**What is asked**.
Rewrite the records below, replacing "telehandler wheel" with "telehandler tire" and leaving everything else unchanged. Omit the pictures from your answer.

**Input**.
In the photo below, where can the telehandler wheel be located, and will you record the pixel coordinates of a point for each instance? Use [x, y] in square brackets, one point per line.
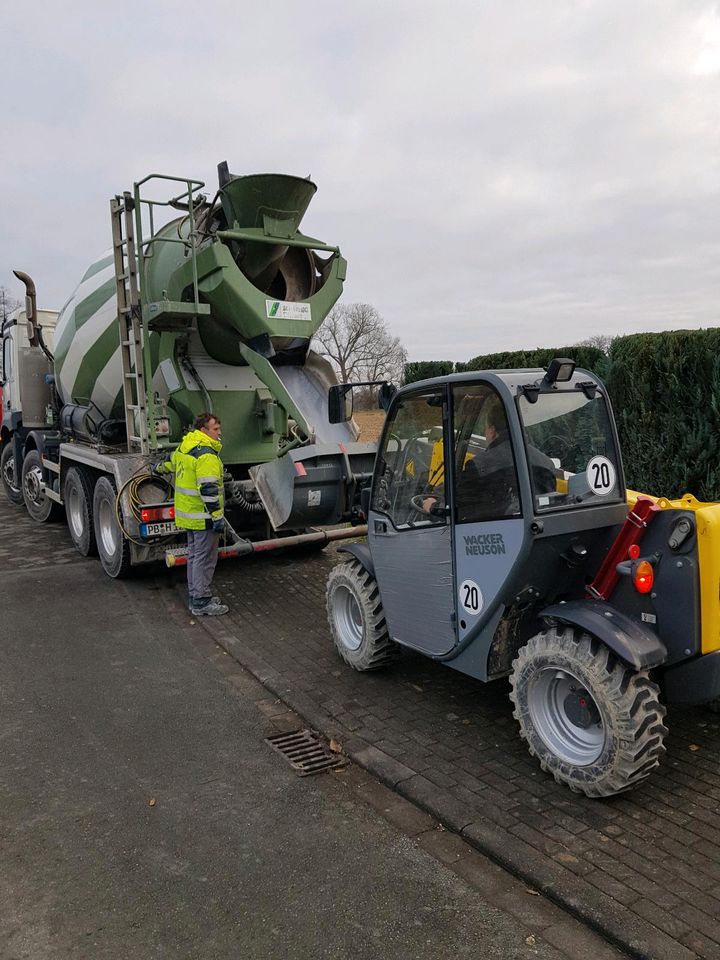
[113, 548]
[78, 497]
[592, 721]
[37, 503]
[8, 473]
[356, 618]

**Result of the task**.
In the photo below, where can the telehandler tire be located, and will you record the pixel coordinates of a point for each instance? Use [x, y] in square brackets, one point per line.
[113, 548]
[78, 497]
[592, 721]
[37, 503]
[8, 473]
[356, 618]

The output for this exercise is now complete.